Write out again, exactly, the lines below starting at the one with "Target: wooden post" and ending at the one with "Identify the position of each instance of the warm".

DATA TO PROCESS below:

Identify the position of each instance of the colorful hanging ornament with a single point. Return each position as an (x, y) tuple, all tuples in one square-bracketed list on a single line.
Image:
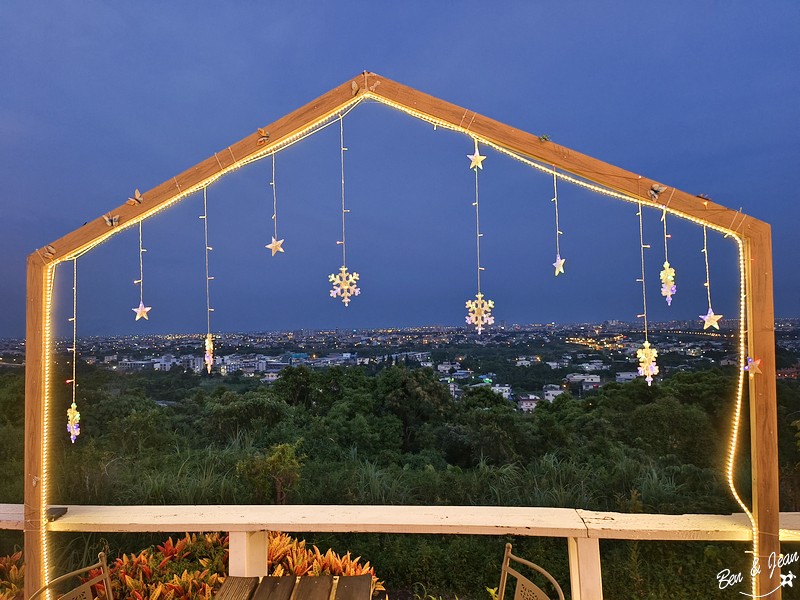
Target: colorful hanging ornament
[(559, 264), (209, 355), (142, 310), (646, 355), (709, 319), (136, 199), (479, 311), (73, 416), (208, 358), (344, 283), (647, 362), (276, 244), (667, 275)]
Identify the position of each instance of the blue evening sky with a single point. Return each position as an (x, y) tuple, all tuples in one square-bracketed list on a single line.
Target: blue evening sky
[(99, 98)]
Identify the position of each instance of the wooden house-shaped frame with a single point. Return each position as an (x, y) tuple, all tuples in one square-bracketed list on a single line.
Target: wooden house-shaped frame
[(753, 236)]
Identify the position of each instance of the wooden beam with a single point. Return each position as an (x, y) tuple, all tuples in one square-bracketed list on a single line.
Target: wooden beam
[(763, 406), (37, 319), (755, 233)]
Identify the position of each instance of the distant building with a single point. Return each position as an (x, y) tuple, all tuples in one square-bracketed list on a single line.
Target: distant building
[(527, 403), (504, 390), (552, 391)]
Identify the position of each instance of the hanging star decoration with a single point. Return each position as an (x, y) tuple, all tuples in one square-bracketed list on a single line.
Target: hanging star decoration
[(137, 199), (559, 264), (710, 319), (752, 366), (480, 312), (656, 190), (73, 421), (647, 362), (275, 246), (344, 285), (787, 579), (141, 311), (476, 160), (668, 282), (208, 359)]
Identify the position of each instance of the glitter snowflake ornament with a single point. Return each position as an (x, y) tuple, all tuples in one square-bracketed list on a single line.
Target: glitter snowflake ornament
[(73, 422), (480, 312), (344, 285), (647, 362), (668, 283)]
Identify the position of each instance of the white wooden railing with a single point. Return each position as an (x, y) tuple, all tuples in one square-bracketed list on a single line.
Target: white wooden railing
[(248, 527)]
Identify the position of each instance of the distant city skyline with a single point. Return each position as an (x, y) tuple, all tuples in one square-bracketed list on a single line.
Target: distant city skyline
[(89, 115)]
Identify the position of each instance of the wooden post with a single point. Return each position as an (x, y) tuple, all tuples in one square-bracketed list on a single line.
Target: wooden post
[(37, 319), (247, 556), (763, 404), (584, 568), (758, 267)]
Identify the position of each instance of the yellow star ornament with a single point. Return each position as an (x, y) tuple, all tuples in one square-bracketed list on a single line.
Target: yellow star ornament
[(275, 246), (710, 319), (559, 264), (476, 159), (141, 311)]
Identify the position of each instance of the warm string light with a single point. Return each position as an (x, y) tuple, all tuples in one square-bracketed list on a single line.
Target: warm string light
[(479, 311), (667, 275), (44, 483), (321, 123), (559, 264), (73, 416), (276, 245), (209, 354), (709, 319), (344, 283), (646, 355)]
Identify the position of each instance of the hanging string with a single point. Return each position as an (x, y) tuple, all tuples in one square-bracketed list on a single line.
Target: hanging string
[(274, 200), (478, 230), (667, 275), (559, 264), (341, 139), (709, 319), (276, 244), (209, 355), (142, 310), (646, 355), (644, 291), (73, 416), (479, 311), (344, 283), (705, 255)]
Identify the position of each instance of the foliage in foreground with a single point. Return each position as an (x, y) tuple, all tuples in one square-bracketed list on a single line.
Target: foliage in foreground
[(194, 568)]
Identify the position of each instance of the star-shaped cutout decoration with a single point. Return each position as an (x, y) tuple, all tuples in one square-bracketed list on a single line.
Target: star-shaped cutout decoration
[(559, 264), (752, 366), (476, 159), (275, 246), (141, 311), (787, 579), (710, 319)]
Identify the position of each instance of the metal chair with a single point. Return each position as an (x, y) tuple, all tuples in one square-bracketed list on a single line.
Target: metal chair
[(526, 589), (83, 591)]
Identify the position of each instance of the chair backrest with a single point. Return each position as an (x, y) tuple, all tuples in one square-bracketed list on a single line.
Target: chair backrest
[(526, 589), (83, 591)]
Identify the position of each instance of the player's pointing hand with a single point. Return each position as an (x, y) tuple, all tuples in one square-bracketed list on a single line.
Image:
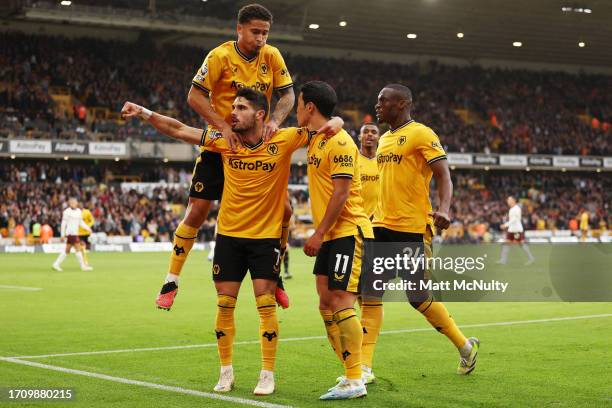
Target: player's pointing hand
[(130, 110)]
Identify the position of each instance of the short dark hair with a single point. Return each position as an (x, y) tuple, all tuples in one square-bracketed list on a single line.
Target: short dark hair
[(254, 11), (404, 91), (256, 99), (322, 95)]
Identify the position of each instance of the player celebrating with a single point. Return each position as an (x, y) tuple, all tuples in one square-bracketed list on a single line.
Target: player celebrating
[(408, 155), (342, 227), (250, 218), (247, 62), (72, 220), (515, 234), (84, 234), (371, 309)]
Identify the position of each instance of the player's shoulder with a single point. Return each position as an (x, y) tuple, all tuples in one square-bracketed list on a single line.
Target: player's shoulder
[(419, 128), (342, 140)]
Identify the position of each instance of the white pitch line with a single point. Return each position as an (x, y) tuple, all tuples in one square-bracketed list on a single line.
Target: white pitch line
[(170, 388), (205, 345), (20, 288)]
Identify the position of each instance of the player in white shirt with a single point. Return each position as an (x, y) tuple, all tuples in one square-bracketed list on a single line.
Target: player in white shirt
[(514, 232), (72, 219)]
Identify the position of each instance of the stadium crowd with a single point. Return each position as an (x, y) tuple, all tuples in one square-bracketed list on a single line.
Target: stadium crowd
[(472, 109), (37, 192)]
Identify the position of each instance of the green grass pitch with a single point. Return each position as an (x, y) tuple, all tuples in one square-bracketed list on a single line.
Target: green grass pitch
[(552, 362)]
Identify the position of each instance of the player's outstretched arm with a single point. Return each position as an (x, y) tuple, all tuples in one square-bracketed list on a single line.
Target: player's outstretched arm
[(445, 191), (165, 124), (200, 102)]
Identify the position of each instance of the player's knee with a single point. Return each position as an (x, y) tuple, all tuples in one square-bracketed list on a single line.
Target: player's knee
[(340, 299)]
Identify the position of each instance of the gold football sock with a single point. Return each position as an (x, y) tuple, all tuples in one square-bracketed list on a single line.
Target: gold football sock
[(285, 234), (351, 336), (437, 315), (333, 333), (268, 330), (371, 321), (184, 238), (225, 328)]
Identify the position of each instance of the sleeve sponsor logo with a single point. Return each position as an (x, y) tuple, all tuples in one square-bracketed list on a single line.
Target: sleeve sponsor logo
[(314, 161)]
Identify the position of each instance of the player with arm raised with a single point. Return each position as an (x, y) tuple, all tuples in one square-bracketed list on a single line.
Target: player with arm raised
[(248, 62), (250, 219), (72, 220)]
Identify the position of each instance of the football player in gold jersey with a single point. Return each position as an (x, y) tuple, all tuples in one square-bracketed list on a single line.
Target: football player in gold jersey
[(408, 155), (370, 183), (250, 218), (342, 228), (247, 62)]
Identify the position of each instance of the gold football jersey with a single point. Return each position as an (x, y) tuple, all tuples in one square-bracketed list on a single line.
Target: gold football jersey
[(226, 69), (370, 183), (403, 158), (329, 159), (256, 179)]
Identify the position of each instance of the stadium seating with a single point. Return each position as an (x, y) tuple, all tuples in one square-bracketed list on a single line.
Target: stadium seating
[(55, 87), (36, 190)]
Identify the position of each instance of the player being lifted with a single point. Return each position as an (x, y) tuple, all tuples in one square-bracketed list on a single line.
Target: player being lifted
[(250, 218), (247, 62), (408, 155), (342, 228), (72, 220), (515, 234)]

End of DATA TO PROCESS.

▶ [PROBLEM SOLUTION]
Target: wooden post
[(37, 319), (247, 556), (763, 404), (584, 568), (758, 267)]
Identify the position of each instance of the yellow star ornament with a single point. Return each position as an (x, y) tuple, all tuples in one square-bracketed list on a single line.
Target: yellow star ornament
[(275, 246), (710, 319), (559, 264), (476, 159), (141, 311)]
Identify the position of each instance of the warm string light with a single point. Return each position as an (x, y) tuple, all tuples in one square-bracketed list on a single line.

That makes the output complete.